Detection annotation records:
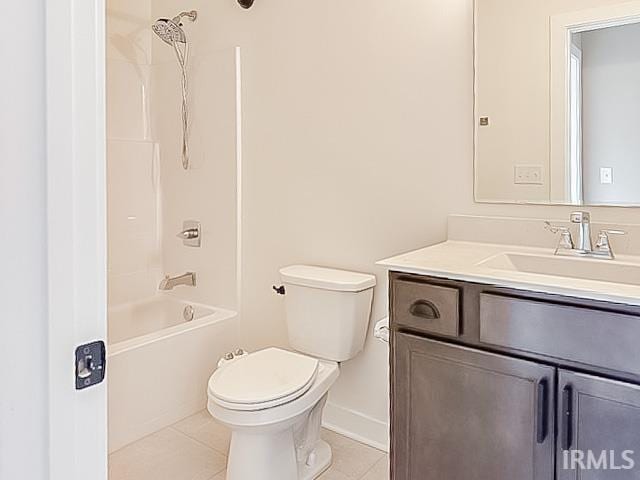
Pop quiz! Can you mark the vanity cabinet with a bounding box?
[392,333,555,480]
[557,370,640,480]
[390,272,640,480]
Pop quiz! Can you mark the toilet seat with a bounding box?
[209,348,319,411]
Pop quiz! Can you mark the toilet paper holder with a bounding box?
[373,317,390,343]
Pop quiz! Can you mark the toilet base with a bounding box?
[227,429,332,480]
[298,440,331,480]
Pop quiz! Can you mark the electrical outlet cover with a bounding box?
[514,165,543,185]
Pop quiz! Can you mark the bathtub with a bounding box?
[107,295,238,452]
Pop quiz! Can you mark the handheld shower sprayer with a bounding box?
[151,10,198,170]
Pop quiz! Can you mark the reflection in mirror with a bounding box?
[475,0,640,206]
[569,23,640,205]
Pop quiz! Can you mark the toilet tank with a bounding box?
[280,265,376,362]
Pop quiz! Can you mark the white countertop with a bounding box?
[378,241,640,306]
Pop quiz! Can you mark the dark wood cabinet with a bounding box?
[392,333,555,480]
[390,272,640,480]
[557,370,640,480]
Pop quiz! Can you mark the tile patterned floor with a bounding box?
[109,411,389,480]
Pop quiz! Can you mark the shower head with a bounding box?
[151,10,198,45]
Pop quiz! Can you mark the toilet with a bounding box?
[208,265,376,480]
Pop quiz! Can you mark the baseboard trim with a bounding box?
[322,402,389,452]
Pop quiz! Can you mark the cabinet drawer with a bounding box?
[391,280,460,337]
[480,293,640,375]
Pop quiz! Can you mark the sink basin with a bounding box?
[478,253,640,286]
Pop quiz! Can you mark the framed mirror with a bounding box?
[474,0,640,206]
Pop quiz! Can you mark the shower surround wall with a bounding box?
[106,0,162,306]
[107,0,238,310]
[107,0,239,451]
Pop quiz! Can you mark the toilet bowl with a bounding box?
[208,349,339,480]
[208,265,376,480]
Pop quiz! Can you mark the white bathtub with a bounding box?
[107,295,238,452]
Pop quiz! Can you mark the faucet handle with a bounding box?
[596,230,627,259]
[544,222,575,253]
[570,212,591,223]
[544,221,571,233]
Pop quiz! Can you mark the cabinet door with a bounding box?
[557,370,640,480]
[391,332,555,480]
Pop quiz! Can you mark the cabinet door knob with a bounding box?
[409,300,440,320]
[562,385,573,450]
[536,378,549,443]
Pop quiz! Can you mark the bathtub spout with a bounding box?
[158,272,196,290]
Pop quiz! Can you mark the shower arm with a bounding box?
[173,10,198,26]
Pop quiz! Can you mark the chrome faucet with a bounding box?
[571,212,593,252]
[545,212,627,260]
[158,272,196,290]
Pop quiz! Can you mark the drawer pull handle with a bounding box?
[562,385,573,450]
[409,300,440,320]
[536,378,549,443]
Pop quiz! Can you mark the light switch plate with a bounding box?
[513,165,543,185]
[600,167,613,185]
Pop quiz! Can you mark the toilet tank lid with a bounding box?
[280,265,376,292]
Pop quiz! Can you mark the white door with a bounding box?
[45,0,108,480]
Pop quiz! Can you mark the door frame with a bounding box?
[45,0,107,480]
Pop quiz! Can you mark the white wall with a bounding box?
[582,23,640,204]
[148,0,471,446]
[0,0,48,480]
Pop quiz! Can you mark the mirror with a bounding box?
[475,0,640,206]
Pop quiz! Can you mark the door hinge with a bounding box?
[76,341,107,390]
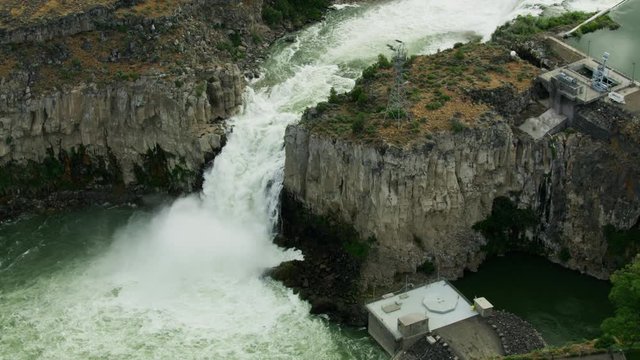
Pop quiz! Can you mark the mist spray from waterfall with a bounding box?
[0,0,620,359]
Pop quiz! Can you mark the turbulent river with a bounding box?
[0,0,615,359]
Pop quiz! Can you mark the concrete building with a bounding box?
[366,281,478,355]
[519,37,640,140]
[538,57,632,121]
[473,297,493,317]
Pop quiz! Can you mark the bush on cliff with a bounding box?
[602,255,640,348]
[603,224,640,268]
[262,0,331,27]
[491,11,619,41]
[473,196,538,254]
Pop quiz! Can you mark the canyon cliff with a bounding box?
[283,42,640,295]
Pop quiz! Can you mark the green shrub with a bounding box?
[426,100,444,110]
[387,109,407,119]
[262,5,283,26]
[472,196,538,254]
[451,118,467,134]
[350,86,367,106]
[378,54,392,69]
[416,259,436,275]
[362,64,378,80]
[329,88,340,104]
[262,0,331,26]
[229,32,242,47]
[351,114,365,135]
[194,81,207,97]
[558,246,571,263]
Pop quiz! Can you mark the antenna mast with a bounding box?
[384,40,410,126]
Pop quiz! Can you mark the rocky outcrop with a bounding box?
[285,103,640,288]
[0,65,244,184]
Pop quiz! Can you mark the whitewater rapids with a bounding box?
[0,0,616,360]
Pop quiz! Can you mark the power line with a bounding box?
[385,40,410,126]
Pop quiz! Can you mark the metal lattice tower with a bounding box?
[385,40,409,125]
[591,52,609,92]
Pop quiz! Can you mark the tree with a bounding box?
[602,254,640,348]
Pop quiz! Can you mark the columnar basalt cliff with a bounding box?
[0,65,244,184]
[0,0,338,215]
[285,110,640,286]
[283,43,640,294]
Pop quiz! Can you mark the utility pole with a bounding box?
[384,40,409,127]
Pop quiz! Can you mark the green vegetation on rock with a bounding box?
[491,11,620,41]
[0,145,122,196]
[603,224,640,267]
[133,145,196,193]
[602,256,640,348]
[473,196,538,254]
[262,0,331,27]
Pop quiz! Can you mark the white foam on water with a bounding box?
[0,0,620,359]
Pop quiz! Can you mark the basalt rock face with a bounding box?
[0,0,262,211]
[0,65,245,190]
[285,107,640,289]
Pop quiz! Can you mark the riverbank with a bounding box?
[0,0,344,220]
[281,6,640,344]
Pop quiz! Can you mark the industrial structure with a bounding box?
[385,40,410,122]
[366,280,493,355]
[519,45,640,139]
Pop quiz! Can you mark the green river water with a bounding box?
[0,0,626,360]
[454,253,613,346]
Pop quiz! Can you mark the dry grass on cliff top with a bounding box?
[0,0,191,29]
[308,43,539,144]
[116,0,190,18]
[0,0,116,29]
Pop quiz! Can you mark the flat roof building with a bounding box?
[366,281,478,355]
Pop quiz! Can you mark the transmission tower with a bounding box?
[385,40,409,126]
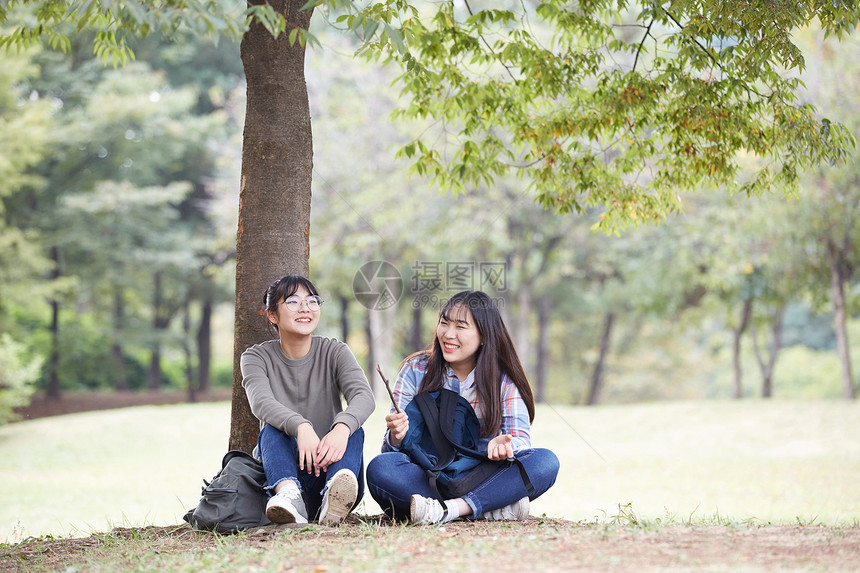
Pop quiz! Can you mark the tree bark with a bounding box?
[732,299,752,399]
[197,295,213,392]
[229,0,313,452]
[586,312,615,406]
[147,271,163,392]
[752,305,785,398]
[410,301,427,352]
[364,309,374,388]
[182,294,198,404]
[111,287,131,392]
[827,241,857,400]
[45,247,60,400]
[535,296,551,402]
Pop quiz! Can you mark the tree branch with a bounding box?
[631,18,656,72]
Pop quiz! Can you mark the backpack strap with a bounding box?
[439,390,535,495]
[413,392,455,508]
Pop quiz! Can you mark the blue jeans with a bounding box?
[258,424,364,519]
[367,448,558,519]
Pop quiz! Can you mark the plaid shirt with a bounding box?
[382,354,531,453]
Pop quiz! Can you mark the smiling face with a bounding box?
[267,285,320,339]
[436,305,481,380]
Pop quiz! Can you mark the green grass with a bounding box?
[0,400,860,542]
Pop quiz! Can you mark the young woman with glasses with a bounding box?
[240,275,375,524]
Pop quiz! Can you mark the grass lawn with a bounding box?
[0,400,860,542]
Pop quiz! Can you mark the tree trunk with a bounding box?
[410,304,427,352]
[229,0,313,452]
[586,312,615,406]
[337,294,349,344]
[535,296,551,402]
[45,247,60,400]
[517,280,531,374]
[182,295,197,404]
[752,305,785,398]
[111,287,131,392]
[364,309,374,388]
[197,295,212,392]
[827,241,857,400]
[147,271,162,392]
[732,299,752,399]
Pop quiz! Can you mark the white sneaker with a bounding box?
[266,484,308,523]
[478,497,529,521]
[409,494,447,525]
[319,468,358,525]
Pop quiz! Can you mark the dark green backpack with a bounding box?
[183,450,271,533]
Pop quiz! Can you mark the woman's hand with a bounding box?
[314,422,350,475]
[296,422,320,475]
[487,434,514,460]
[385,412,409,446]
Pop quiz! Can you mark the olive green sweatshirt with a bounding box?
[239,336,376,438]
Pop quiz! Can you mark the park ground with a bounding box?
[5,393,860,573]
[0,517,860,573]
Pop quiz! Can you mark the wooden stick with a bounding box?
[376,364,401,414]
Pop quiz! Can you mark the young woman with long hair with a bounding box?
[367,291,559,524]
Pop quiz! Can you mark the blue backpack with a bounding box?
[400,389,534,501]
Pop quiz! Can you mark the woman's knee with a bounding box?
[522,448,560,495]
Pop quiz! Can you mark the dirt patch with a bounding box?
[15,388,232,421]
[0,516,860,572]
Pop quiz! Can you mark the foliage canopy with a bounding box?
[0,0,860,230]
[316,0,860,230]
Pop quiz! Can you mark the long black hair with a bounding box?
[263,275,319,334]
[419,290,535,438]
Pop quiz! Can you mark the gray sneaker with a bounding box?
[319,468,358,525]
[266,486,308,523]
[478,497,529,521]
[409,494,447,525]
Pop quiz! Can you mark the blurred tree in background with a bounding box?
[0,1,857,434]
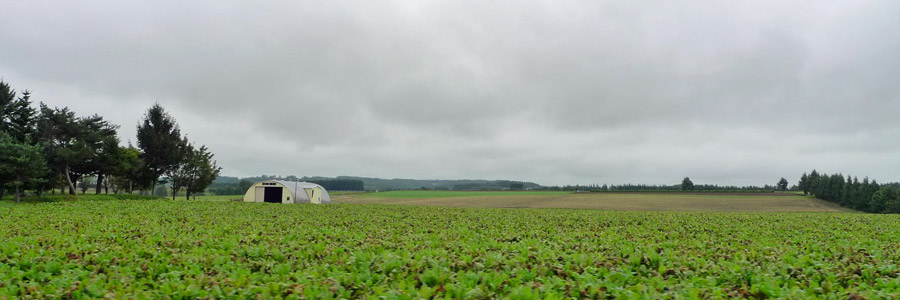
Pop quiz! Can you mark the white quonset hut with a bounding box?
[244,180,331,204]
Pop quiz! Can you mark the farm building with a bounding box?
[244,180,331,204]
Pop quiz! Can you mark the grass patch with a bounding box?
[365,190,572,199]
[0,194,163,204]
[0,200,900,299]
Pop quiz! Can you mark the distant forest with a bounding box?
[541,177,798,192]
[209,175,542,195]
[0,81,221,202]
[798,170,900,213]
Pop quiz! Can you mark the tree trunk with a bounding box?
[66,164,75,195]
[94,173,103,195]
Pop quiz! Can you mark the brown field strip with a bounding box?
[333,193,852,212]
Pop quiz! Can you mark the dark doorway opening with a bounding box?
[263,186,284,203]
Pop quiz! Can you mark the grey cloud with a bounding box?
[0,1,900,184]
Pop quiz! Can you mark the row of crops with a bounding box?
[0,200,900,299]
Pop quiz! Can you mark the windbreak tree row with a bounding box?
[0,81,221,201]
[798,170,900,214]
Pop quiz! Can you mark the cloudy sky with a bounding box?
[0,0,900,185]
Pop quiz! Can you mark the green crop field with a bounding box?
[0,200,900,299]
[362,190,572,199]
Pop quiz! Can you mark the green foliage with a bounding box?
[366,190,571,199]
[775,177,788,191]
[137,103,186,181]
[0,132,47,202]
[681,177,694,191]
[0,202,900,299]
[172,140,222,199]
[800,170,900,213]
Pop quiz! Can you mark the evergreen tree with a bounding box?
[797,172,809,195]
[137,103,186,189]
[777,177,788,191]
[681,177,694,191]
[0,133,46,202]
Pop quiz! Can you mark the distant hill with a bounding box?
[214,175,541,191]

* [EXERCISE INSTRUCTIONS]: Rewrite the records from the line containing "Pop quiz! Can you mark the woman's hand" through the line containing "[522,448,560,495]", both included, and add 37 to every bounding box coordinate. Keep all other text on those lines unchanged.

* [OUTPUT OF THE EXERCISE]:
Pop quiz! Can you mark the woman's hand with a bounding box?
[351,459,387,512]
[333,459,357,512]
[524,471,551,497]
[422,449,446,483]
Pop quiz! Can you mark the olive green sweatshirt with a bounding box?
[276,373,413,475]
Pop quiz! Can you mark the park ground with a bounding box?
[42,430,897,610]
[37,554,897,610]
Pop quiz! Can you mark the wooden stick with a bounding box?
[413,401,438,451]
Pop quiz! Can you mark the young woman with long hair with a bounding box?
[404,328,596,561]
Pop quiz! Can you mark the blue backpack with a bounding box?
[437,426,571,538]
Pop quiz! Can you mark the woman's knee with a bounding box?
[559,485,597,532]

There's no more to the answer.